● Exercise prompt
Find each line in the material below that contains the word "concrete" and copy those lines.

* start Dataset *

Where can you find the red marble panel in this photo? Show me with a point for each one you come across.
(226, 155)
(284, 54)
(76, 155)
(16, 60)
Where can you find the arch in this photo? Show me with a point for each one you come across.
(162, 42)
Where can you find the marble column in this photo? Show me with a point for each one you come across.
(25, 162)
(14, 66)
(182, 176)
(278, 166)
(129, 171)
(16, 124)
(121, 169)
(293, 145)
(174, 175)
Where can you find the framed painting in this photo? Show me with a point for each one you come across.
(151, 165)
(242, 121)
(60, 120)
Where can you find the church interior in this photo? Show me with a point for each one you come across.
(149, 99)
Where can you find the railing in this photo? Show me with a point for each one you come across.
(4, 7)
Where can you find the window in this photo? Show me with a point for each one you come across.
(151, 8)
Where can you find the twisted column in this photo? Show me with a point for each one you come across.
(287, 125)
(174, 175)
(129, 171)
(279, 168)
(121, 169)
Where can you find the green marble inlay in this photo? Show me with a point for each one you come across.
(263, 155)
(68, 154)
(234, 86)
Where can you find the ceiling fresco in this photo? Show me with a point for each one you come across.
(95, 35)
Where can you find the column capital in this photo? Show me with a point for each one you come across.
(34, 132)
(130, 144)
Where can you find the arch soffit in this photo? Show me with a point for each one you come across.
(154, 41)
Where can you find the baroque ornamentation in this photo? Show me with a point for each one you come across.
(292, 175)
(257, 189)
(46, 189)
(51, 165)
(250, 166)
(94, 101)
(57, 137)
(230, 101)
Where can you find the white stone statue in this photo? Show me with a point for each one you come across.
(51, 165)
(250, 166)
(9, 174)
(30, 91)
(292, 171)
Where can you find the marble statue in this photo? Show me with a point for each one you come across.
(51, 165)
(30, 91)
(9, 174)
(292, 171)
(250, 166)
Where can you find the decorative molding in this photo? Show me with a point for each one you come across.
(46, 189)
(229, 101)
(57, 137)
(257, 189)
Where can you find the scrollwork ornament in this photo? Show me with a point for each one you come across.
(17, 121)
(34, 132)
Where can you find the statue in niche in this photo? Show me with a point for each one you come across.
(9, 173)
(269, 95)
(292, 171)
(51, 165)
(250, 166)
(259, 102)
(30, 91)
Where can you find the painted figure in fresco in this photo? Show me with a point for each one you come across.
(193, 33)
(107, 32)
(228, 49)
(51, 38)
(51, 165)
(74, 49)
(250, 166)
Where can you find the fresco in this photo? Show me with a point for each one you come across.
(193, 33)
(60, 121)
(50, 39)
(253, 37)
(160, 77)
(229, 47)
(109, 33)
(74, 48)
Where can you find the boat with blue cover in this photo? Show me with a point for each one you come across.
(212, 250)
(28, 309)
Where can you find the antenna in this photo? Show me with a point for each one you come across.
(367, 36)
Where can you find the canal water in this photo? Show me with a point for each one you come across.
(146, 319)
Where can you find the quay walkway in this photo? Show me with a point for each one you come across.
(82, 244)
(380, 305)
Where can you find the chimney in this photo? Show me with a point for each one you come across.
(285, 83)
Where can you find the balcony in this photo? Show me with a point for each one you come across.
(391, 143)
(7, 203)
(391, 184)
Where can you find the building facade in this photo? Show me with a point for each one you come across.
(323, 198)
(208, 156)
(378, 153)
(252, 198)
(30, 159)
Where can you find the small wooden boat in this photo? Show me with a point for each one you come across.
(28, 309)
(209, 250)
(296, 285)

* end Dataset *
* start Dataset *

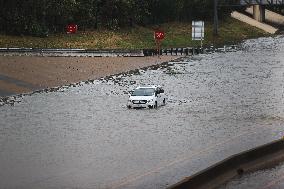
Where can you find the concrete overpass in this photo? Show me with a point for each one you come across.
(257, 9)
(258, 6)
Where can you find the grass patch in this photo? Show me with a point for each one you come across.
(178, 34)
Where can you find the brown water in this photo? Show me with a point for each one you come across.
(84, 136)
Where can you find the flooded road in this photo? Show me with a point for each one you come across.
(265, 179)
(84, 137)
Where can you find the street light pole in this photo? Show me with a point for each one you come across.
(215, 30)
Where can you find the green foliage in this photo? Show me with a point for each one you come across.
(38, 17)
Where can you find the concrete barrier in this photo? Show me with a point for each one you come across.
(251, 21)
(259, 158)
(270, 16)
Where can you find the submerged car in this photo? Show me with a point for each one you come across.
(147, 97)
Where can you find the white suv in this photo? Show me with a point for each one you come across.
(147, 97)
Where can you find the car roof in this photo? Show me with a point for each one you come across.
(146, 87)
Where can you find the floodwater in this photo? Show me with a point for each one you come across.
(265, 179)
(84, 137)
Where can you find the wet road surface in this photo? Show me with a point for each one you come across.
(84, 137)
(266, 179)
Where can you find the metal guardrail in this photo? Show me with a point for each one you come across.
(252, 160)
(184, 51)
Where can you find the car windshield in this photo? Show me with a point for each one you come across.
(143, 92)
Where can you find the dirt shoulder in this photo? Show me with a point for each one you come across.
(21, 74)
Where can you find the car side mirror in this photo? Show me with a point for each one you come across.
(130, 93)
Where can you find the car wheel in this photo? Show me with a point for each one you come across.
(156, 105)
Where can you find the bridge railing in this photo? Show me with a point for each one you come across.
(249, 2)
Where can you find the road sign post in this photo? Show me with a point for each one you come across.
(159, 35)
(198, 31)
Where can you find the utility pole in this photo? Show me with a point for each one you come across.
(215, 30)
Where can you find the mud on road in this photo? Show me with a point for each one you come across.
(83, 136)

* end Dataset *

● Full solution
Where can you find the concrete overpass in this photo? Show me with a point for each one you come across.
Where can you find the concrete barrier in this photo? Show me with a point for each one you come across.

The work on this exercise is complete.